= WHAT THE EXERCISE ASKS =
Search the material below for the string "target" and list each line that holds it.

= INFORMATION PROVIDED =
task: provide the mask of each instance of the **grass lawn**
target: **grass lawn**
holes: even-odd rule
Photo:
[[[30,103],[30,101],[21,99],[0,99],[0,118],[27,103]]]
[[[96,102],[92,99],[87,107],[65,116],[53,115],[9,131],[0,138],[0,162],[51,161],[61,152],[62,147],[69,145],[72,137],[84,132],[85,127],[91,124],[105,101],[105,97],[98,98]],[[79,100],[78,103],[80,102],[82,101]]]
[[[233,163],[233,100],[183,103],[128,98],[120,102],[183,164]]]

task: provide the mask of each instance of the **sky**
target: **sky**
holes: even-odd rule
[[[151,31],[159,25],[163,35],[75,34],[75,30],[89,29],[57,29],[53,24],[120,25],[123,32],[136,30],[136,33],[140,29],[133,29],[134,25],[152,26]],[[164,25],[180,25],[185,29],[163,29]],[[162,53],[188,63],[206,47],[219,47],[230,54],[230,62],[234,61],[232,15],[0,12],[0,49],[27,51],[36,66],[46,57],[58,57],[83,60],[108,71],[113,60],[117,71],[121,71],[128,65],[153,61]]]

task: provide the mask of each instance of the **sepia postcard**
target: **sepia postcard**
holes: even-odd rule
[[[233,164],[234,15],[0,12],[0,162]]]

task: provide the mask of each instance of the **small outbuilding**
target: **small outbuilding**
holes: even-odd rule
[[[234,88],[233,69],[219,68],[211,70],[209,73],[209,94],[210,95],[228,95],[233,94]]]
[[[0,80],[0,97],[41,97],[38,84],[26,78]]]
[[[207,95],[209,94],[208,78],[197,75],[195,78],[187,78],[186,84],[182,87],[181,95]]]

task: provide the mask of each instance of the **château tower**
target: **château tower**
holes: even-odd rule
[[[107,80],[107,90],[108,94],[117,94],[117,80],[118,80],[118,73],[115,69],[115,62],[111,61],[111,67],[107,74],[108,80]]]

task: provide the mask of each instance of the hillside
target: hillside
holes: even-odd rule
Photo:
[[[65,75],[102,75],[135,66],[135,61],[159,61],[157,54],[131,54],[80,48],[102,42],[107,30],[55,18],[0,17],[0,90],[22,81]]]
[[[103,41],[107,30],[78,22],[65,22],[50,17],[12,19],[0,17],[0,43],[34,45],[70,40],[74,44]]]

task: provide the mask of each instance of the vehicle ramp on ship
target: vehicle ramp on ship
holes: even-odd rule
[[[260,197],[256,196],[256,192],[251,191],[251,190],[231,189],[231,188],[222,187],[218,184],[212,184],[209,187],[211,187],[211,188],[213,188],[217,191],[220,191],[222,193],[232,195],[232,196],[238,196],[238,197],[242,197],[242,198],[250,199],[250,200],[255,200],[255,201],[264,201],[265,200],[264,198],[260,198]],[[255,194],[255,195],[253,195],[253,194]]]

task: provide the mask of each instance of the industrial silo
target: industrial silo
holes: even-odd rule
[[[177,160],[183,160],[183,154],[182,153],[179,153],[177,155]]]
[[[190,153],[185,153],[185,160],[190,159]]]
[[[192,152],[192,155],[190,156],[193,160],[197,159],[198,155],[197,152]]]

= RESPONSE FOR THIS EXERCISE =
target: **grass lawn**
target: **sky**
target: **sepia postcard**
target: **small outbuilding**
target: **château tower**
target: hillside
target: vehicle ramp on ship
target: industrial silo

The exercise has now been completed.